TASK INPUTS section start

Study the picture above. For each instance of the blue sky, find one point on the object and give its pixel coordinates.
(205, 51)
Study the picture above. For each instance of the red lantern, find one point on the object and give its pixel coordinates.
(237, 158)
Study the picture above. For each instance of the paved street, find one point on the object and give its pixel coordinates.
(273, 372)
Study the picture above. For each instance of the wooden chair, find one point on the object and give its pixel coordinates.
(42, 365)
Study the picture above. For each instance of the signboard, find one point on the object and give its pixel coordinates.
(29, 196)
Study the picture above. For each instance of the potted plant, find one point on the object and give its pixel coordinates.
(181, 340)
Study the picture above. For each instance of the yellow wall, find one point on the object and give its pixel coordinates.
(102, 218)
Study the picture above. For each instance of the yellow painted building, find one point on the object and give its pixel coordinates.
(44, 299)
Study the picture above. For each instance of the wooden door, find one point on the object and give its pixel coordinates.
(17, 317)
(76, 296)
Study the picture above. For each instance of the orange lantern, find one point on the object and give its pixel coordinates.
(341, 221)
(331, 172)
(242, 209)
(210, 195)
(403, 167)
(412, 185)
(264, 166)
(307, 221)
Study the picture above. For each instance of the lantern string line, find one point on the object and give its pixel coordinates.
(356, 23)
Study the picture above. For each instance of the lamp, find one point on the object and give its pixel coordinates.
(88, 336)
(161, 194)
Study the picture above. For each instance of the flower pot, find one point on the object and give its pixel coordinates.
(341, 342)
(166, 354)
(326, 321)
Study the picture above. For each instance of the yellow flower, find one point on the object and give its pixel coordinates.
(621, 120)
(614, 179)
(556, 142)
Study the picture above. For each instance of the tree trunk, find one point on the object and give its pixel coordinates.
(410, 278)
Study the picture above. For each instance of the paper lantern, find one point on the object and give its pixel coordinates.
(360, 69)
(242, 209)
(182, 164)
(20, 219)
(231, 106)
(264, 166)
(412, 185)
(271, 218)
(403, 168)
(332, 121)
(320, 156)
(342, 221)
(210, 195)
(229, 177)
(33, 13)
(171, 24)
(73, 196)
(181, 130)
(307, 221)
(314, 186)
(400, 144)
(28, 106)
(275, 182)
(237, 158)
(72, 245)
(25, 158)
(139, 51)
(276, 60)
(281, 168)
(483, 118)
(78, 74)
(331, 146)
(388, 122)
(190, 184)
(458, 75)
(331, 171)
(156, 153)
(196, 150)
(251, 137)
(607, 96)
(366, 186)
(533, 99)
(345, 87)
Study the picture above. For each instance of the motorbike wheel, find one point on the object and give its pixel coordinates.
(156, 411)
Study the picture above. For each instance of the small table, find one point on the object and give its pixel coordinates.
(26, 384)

TASK INPUTS section end

> [PROMPT] Look for the line that contains "Study the picture above. For each instance of the tree" in the entries above. Set it down, along with all later lines, exactly as written.

> [ANSWER FOR THE TASK]
Study the picture above. For each instance of the tree trunk, find one point on the object and give its pixel coordinates.
(410, 278)
Study the picture above. For each instance of the paper lantern, find one point on the object and give its pixel coordinates.
(360, 69)
(242, 209)
(182, 164)
(20, 219)
(231, 106)
(264, 166)
(412, 185)
(271, 218)
(403, 168)
(332, 121)
(320, 156)
(342, 221)
(210, 195)
(229, 177)
(33, 13)
(171, 24)
(73, 196)
(181, 130)
(307, 221)
(314, 186)
(400, 144)
(28, 106)
(275, 182)
(237, 158)
(72, 245)
(25, 158)
(139, 51)
(276, 60)
(281, 168)
(483, 118)
(78, 74)
(331, 146)
(388, 122)
(190, 184)
(458, 75)
(331, 171)
(156, 153)
(196, 150)
(251, 137)
(607, 96)
(366, 186)
(533, 99)
(345, 87)
Study the picture above. For each instance of the motorbike wheel, find one point on the object and give its pixel coordinates.
(156, 411)
Study the picture above. For each instance of the small table, find one point on the object and give its pixel coordinates.
(26, 384)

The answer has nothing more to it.